▶ Passage provided:
- - - - -
Jens Stryger Larsen (; born 21 February 1991) is a Danish professional footballer who plays as a defender for Super Lig club Trabzonspor and the Denmark national team.

Club career

Brøndby
Stryger Larsen made his debut for Brøndby IF starting against FC Nordsjælland in November 2009 before being replaced by Jan Kristiansen after an hour. During his time at Brøndby, he quickly became very popular among Brøndby supporters because of his energy, and in the end of the 2009–2010 season and at the beginning of the 2010–2011 season he featured regularly in Brøndby's team, keeping players such as Sweden international Alexander Farnerud on the bench. In August 2010 he was named as one of the greatest talents in Denmark by the Danish media, and at 23 September, Danish football magazine Tipsbladet reported interest in him from Serie A club Genoa.

FC Nordsjælland
On 9 July 2013, Stryger Larsen joined division rivals FC Nordsjælland on a free transfer, signing a three-year deal. He was a regular during his time in Nordsjælland, playing 30 matches in the Superliga during the 2013–14 season.
- - - - -
▶ Dataset extract:
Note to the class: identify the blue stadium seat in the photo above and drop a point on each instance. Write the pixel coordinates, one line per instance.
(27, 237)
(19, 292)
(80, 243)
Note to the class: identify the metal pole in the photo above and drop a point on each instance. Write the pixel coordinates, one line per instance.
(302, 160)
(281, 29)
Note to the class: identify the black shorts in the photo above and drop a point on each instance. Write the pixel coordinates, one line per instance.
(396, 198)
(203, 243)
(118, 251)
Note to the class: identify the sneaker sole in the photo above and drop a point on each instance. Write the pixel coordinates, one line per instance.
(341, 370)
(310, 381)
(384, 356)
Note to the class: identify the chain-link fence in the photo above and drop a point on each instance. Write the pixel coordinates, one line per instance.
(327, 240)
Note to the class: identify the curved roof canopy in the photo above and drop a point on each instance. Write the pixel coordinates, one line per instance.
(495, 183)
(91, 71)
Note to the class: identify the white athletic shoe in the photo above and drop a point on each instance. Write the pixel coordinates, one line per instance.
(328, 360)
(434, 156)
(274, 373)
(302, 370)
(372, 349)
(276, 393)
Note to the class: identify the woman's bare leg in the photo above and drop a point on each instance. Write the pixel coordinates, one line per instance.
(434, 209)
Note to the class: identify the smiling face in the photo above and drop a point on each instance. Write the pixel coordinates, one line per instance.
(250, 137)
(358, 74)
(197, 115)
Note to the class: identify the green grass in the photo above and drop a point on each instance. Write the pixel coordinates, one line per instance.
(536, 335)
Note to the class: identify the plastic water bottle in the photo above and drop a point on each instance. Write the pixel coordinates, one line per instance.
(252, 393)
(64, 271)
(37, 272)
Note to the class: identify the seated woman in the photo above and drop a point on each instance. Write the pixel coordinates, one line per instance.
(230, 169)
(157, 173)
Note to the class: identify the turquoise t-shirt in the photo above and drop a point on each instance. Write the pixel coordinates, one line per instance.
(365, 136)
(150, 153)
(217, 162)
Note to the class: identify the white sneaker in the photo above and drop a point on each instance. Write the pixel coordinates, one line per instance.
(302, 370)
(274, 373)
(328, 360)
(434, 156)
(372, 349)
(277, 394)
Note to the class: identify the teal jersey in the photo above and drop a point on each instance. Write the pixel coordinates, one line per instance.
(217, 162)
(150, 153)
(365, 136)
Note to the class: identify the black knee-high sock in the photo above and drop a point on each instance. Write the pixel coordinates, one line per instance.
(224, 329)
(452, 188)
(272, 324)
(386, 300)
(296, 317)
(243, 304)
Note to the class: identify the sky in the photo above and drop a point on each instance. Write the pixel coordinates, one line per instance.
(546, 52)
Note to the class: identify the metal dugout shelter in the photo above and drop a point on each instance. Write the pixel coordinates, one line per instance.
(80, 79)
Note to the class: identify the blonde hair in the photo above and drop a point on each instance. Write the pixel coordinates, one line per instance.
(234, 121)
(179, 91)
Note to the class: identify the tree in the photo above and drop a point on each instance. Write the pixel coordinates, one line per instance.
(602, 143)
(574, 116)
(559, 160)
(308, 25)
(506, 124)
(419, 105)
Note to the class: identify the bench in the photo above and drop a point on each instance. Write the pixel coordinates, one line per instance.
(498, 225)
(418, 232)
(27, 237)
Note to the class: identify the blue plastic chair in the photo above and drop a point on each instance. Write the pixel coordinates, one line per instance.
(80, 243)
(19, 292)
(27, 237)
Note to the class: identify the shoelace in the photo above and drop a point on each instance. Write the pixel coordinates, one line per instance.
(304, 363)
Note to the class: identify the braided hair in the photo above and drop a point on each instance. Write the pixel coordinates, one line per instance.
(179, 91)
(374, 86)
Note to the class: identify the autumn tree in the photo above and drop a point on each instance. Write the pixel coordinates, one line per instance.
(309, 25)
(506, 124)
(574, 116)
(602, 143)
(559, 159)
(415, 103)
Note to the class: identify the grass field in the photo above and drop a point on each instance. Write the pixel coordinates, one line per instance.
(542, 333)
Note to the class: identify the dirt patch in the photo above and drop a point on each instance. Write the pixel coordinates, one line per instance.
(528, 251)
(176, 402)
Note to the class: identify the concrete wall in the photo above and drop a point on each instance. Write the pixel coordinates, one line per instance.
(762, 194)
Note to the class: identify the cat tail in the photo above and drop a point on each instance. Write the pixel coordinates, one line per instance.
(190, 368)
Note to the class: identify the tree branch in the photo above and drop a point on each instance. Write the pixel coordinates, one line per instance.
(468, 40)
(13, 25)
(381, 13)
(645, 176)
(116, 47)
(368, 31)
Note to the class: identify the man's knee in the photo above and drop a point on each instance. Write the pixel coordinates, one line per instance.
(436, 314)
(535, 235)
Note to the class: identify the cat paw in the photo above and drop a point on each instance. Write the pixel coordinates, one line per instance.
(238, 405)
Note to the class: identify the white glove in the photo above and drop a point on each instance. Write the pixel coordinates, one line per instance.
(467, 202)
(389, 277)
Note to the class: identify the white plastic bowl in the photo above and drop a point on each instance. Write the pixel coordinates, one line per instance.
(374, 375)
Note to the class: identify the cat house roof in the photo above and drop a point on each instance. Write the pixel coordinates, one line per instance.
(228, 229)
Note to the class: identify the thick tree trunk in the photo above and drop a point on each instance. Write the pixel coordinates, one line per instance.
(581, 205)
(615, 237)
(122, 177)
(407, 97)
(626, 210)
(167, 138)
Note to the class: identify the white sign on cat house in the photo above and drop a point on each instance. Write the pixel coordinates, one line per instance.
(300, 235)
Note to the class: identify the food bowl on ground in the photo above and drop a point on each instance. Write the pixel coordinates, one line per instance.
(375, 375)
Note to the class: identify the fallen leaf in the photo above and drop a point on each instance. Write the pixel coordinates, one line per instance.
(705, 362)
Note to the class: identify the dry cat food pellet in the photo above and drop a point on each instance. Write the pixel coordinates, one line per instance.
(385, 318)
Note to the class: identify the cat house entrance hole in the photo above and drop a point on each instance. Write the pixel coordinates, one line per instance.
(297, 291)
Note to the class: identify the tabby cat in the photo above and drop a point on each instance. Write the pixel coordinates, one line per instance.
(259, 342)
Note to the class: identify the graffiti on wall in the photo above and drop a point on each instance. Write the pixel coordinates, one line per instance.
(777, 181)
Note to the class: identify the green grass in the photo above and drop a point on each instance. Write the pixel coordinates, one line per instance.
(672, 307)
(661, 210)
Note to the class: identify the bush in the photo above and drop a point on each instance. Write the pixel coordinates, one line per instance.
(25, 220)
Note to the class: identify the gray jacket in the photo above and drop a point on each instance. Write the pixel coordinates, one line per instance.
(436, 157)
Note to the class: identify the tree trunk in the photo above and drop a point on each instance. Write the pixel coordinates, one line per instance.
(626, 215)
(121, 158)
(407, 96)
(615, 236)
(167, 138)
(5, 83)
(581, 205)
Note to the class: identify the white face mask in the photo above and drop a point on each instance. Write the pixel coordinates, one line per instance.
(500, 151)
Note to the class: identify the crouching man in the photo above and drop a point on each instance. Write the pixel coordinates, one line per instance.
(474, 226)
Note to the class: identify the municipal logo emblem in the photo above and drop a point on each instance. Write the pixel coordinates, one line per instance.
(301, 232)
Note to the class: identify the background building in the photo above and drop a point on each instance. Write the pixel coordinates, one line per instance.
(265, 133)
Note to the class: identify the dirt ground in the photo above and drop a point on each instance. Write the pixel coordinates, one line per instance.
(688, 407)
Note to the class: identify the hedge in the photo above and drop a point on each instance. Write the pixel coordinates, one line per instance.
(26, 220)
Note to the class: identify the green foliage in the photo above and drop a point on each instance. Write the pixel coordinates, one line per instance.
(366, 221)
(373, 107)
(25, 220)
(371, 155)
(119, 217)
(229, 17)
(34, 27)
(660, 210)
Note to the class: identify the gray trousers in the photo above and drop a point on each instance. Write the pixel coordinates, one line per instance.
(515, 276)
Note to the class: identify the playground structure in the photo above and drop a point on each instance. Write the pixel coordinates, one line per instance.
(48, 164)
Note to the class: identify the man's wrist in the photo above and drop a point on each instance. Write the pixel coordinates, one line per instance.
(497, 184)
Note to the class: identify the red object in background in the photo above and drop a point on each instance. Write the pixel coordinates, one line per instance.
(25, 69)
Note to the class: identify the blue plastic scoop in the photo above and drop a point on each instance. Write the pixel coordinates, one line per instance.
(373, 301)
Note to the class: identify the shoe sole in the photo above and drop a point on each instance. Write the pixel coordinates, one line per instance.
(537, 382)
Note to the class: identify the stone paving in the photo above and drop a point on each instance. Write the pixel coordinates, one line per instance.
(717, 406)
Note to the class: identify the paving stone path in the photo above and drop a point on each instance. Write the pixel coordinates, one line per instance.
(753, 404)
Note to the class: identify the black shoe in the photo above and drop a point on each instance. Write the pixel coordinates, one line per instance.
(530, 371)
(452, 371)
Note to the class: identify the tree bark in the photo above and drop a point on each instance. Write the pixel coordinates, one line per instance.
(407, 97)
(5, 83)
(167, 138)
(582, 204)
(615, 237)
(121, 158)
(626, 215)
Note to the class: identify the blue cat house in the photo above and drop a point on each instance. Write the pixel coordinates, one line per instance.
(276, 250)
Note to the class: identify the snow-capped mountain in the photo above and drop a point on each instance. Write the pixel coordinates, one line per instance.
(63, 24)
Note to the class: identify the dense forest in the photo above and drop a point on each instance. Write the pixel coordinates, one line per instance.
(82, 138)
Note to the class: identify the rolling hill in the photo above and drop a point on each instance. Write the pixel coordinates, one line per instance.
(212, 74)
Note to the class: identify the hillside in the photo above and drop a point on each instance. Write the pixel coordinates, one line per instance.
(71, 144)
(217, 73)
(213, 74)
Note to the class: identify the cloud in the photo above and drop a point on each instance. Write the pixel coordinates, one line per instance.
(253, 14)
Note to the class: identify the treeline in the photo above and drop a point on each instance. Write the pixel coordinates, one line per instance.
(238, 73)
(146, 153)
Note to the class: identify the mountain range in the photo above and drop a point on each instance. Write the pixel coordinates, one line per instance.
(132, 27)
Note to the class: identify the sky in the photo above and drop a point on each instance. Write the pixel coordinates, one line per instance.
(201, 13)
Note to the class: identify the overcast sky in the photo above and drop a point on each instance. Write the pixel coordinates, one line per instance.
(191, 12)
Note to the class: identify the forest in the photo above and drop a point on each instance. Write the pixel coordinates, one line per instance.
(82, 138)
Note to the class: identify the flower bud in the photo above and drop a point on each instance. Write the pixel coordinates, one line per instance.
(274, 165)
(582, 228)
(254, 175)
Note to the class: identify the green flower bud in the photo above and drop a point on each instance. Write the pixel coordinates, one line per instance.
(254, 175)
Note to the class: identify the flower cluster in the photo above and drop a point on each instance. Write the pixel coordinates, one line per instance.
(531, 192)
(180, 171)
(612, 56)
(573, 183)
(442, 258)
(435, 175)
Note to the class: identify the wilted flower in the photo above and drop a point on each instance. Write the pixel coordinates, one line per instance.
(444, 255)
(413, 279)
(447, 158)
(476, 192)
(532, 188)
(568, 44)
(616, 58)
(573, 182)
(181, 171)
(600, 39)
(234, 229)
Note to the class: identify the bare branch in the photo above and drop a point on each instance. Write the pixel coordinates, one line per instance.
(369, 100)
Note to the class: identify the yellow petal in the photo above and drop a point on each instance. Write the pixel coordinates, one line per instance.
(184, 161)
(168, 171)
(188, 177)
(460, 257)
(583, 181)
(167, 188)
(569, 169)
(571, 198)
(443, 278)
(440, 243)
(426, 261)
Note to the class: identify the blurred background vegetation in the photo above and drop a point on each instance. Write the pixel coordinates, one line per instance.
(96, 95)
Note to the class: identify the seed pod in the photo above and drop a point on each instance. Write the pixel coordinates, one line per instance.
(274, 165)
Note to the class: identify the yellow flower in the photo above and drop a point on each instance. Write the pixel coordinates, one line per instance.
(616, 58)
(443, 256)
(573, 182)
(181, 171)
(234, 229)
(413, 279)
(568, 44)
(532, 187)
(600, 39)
- - - - -
▶ Given instruction:
Set down the passage on Jens Stryger Larsen word for word, beginning at the words that have "Jens Stryger Larsen" and stopping after "A club Genoa.".

▶ Finished exercise:
Jens Stryger Larsen (; born 21 February 1991) is a Danish professional footballer who plays as a defender for Super Lig club Trabzonspor and the Denmark national team.

Club career

Brøndby
Stryger Larsen made his debut for Brøndby IF starting against FC Nordsjælland in November 2009 before being replaced by Jan Kristiansen after an hour. During his time at Brøndby, he quickly became very popular among Brøndby supporters because of his energy, and in the end of the 2009–2010 season and at the beginning of the 2010–2011 season he featured regularly in Brøndby's team, keeping players such as Sweden international Alexander Farnerud on the bench. In August 2010 he was named as one of the greatest talents in Denmark by the Danish media, and at 23 September, Danish football magazine Tipsbladet reported interest in him from Serie A club Genoa.